Copy every one of the following records word for word, with no changes.

Object detection data:
== == ==

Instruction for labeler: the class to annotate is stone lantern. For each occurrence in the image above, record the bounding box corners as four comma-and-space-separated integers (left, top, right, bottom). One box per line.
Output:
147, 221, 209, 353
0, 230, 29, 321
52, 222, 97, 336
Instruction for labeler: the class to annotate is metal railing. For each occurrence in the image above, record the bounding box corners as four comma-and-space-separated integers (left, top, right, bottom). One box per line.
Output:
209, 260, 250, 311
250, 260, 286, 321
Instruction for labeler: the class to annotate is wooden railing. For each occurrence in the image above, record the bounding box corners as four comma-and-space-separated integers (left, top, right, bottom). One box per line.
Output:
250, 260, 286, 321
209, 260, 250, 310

== == ==

§ Full response:
Instruction for labeler: the class to annotate is stone lantern. For each occurrence in the image above, record the bounding box corners as four comma-and-space-separated integers (left, top, right, bottom). One box per line.
Output:
147, 221, 209, 353
0, 230, 29, 321
52, 222, 97, 336
Instruction for labeler: the class to annotate is metal railing. For each occurrence in the image above, record the bounding box corners as four comma-and-space-separated integers (left, top, right, bottom). One box per line.
Output:
209, 260, 250, 311
250, 260, 286, 321
Instruction for labeler: the class to annotate is wooden railing. For each occurrence in the image above, record the bounding box corners as four comma-and-space-separated integers (left, top, right, bottom). One box per line.
Output:
250, 260, 286, 321
209, 260, 250, 310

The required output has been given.